[AÇÃO REQUERIDA 1]: No texto sobre os líderes mundiais infetados pela covid-19, durante quanto tempo esteve Boris Johnson afastado do governo?
[AÇÃO REQUERIDA 2]: Escreva a continuação do texto sobre os líderes mundiais infetados pela covid-19, começando logo após a última frase apresentada.

══ TEXTO PARA ANÁLISE

LÍDERES MUNDIAIS NÃO ESCAPARAM AO VÍRUS
Alguns líderes mundiais não escaparam de serem infectados pelo vírus da covid-19. O presidente dos EUA, Donald Trump, e o primeiro-ministro do Reino Unido, Boris Johnson, fazem parte da lista de líderes mundiais que não escaparam ao vírus da Covid-19. Este último esteve duas semanas afastado do governo para tratar a infecção do novo coronavírus, com complicações que o obrigaram a um internamento, por alguns dias, nos cuidados intensivos. Também o presidente do Brasil, Jair Bolsonaro, teria sido infectado. Pelo menos, foi a narrativa que passou para a comunicação social, mas nunca mostrou o teste.
Donald Trump e Jair Bolsonaro foram os líderes mundiais que mais desvalorizaram a gravidade do vírus. No entanto, os países que lideram são aqueles que mais têm sido fustigados pelo vírus. Bolsonaro chegou a comparar a covid-19 com uma “gripezinha”. Trump sugeriu injectar lixívia nas veias das pessoas já que a lixívia elimina o vírus das superfícies. Mas depois arrependeu-se e afirmou ser "uma mera brincadeira".

════
══ DADOS REGISTADOS

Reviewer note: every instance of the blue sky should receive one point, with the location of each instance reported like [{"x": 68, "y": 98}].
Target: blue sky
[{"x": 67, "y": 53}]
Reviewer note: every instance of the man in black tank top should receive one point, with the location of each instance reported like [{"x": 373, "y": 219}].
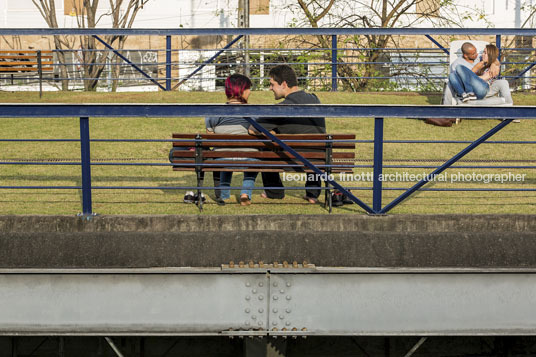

════

[RESULTADO DO EXERCÍCIO 1]: Duas semanas.

[RESULTADO DO EXERCÍCIO 2]:
Os dois políticos de direita têm sido aconselhados e corrigidos em público muitas vezes pelas próprias autoridades de saúde, tanto locais, como internacionais. As polémicas obrigaram os dois presidentes a mexer nas estruturas governativas e Donald Trump anunciou a intenção de suspender os pagamentos à OMS.
Testaram também positivo o primeiro-ministro russo, Mikhail Mishustin, o presidente francês, Emmanuel Macron, o chefe de governo do Canadá, Justin Trudeau, e o chefe de Estado do principado do Mónaco, Alberto II, Este foi o primeiro líder mundial a confirmar estar contaminado. Cumpriu uma rigorosa quarentena e superou a doença. Carlos, príncipe de Inglaterra, também não escapou ao vírus.
PRINCÍPIO DO FIM?
O Reino Unido fez história ao ser o primeiro país a dar início a uma campanha de vacinação contra a covid-19. A campanha começou a 8 de Dezembro e uma mulher de 90 anos, da Irlanda do Norte, foi a primeira a receber a vacina da Pfizer/BioNTech fora de um ensaio clínico. Margareth Keenan, citada pela BBC, declarou sentir-se “muito privilegiada” por ser a primeira pessoa a receber o medicamento no hospital universitário em Coventry.
Para as autoridades do Reino Unido, o 8 de Dezembro vai ser um dia histórico. O ministro da saúde, Matt Hancock, referiu-se à data como o Dia Dia V”, que é uma referência ao Dia da Vitória da II Guerra Mundial. Até ao Natal, deverão ser vacinadas mais de quatro milhões de pessoas.
O Reino Unido é o país europeu mais afectado pela crise pandémica com mais de 61 mil mortos e mais de 1,7 milhões infectados.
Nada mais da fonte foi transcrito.